I think determining if a person is or isn’t honest ultimately is going to be a function of your own value system. Going against their own tribe or audience, to me, counts as some evidence. But one could always do that for the engagement and to maintain the image. I read Noah’s piece as you described and agreed it wasn’t described accurately, but I think you can always say - probably accurately - that this person’s relationship with the truth is subordinated to some other goals they have. So from my perspective, anyone who endorses any goal (explicitly or implicitly) as being more important than the truth, is almost certainly dishonest and probably also dishonest with themselves about their relationship with truth. Actually being honest, I think, is way way harder than we like to imagine.
The term "honesty" has a lot of meaning. A loyal follower might only echo those of their tribal truths they believed to be true, while refraining from mentioning inconvenient facts that tended to demonstrate other tribal "truths" to be false. Doing this is at least minimally honest. Moreover, a non-member of their tribe can rely on them to point out cases where their tribe might actually have a point.

[Recorded data]

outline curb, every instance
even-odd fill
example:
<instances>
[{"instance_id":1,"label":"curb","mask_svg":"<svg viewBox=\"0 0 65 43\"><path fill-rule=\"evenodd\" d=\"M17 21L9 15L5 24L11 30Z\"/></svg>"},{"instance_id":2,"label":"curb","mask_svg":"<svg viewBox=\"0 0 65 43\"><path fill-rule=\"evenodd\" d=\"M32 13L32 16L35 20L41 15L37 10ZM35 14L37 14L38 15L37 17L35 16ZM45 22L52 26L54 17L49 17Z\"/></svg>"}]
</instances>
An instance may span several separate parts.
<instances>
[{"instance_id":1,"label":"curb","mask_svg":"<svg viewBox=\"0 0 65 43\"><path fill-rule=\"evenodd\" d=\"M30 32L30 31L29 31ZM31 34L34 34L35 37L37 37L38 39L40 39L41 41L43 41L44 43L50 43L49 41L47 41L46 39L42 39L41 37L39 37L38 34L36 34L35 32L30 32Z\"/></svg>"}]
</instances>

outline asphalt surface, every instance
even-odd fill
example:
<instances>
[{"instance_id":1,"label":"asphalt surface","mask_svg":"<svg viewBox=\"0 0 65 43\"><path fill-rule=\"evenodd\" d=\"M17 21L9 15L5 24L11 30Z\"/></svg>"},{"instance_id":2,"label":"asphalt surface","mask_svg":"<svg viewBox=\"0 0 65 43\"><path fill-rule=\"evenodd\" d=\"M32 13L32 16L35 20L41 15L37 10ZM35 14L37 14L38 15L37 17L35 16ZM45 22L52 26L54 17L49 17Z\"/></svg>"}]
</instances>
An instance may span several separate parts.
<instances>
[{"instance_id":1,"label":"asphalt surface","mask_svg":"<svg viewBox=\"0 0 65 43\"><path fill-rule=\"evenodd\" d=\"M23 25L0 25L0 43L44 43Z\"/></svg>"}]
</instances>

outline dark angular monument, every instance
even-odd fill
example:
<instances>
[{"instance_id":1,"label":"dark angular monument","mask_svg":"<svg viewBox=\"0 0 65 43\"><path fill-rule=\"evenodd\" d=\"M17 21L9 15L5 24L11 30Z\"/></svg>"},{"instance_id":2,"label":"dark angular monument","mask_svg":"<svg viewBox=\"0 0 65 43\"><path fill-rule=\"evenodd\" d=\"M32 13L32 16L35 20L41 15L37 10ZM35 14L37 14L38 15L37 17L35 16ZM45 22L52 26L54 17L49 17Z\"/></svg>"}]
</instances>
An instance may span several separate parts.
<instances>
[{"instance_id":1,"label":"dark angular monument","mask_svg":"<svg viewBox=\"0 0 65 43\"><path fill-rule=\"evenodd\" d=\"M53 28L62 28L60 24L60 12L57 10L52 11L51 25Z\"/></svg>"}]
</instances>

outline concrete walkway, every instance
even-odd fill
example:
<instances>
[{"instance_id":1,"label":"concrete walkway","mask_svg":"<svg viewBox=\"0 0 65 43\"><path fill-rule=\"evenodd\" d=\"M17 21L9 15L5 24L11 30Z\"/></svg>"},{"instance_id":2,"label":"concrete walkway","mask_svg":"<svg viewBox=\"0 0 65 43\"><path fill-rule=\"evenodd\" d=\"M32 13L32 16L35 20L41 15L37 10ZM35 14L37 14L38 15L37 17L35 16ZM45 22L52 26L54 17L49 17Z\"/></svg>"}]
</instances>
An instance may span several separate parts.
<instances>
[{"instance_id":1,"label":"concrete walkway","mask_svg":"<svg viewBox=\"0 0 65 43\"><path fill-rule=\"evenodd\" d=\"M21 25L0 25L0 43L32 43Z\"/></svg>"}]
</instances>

* * *

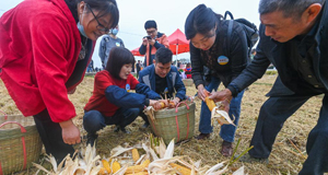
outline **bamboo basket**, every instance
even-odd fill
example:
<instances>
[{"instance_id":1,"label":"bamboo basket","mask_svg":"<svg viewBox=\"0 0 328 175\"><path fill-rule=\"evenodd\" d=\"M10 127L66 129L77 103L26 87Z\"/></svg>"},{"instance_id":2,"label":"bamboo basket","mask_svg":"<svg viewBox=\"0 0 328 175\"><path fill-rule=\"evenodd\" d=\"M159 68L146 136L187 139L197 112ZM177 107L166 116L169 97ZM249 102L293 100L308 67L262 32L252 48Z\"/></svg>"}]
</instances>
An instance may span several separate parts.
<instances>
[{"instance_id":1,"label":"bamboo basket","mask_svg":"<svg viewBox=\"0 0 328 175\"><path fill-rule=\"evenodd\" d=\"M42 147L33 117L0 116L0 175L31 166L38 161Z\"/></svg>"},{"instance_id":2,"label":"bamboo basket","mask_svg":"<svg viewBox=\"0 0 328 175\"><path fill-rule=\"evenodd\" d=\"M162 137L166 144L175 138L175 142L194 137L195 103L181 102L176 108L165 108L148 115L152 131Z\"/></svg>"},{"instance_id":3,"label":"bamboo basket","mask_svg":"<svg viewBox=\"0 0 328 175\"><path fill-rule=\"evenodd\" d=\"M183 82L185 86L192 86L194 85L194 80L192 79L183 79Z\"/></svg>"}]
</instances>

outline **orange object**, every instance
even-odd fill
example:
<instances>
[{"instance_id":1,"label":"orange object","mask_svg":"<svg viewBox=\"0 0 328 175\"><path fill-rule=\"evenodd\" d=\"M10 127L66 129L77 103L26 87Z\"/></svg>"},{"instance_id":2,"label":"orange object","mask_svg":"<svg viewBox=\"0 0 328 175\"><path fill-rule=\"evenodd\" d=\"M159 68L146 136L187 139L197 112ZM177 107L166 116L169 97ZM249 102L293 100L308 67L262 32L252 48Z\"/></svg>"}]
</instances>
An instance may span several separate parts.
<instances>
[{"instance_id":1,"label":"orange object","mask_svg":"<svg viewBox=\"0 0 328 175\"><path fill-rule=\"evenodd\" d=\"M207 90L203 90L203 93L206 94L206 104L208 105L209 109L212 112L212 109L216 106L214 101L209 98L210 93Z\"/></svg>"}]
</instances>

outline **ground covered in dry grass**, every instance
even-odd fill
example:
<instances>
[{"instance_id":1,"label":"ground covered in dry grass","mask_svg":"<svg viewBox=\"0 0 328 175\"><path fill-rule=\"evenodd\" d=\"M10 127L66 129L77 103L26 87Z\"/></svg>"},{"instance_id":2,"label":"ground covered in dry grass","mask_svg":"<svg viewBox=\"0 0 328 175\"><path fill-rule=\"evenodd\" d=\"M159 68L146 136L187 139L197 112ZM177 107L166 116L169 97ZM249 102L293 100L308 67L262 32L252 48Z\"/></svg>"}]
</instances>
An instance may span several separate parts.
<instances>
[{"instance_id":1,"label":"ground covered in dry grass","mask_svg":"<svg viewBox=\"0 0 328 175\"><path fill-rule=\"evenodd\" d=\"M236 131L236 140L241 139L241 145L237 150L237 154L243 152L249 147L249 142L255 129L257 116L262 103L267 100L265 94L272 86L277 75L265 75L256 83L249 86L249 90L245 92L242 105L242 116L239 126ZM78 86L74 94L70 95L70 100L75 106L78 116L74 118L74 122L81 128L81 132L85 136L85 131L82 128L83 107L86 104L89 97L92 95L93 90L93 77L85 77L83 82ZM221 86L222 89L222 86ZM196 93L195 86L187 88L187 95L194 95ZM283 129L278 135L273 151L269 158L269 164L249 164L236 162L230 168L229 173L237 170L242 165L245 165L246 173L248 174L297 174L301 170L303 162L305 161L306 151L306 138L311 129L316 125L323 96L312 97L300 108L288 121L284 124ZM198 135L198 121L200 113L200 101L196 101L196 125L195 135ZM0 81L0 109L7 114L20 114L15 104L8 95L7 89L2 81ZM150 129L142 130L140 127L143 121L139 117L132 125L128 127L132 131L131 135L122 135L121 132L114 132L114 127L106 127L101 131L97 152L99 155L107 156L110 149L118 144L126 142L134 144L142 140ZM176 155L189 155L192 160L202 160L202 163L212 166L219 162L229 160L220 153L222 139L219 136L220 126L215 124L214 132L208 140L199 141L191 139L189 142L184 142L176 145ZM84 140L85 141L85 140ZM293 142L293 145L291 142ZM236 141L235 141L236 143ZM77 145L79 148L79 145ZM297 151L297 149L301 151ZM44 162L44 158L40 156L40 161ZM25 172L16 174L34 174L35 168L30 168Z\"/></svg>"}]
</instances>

THE EXERCISE:
Decide whether each statement below agrees with the passage on honesty above, answering yes or no and quoting the words of the passage that settle it. (a) Going against one's own tribe or audience is treated as some evidence of honesty. (b) Being honest is described as easier than people like to imagine. (c) A loyal follower who echoes only the tribal truths they believe, while leaving out inconvenient facts, is called completely dishonest.

WORKED ANSWER:
(a) Yes: "Going against their own tribe or audience, to me, counts as some evidence."
(b) No: "Actually being honest, I think, is way way harder than we like to imagine."
(c) No: "Doing this is at least minimally honest."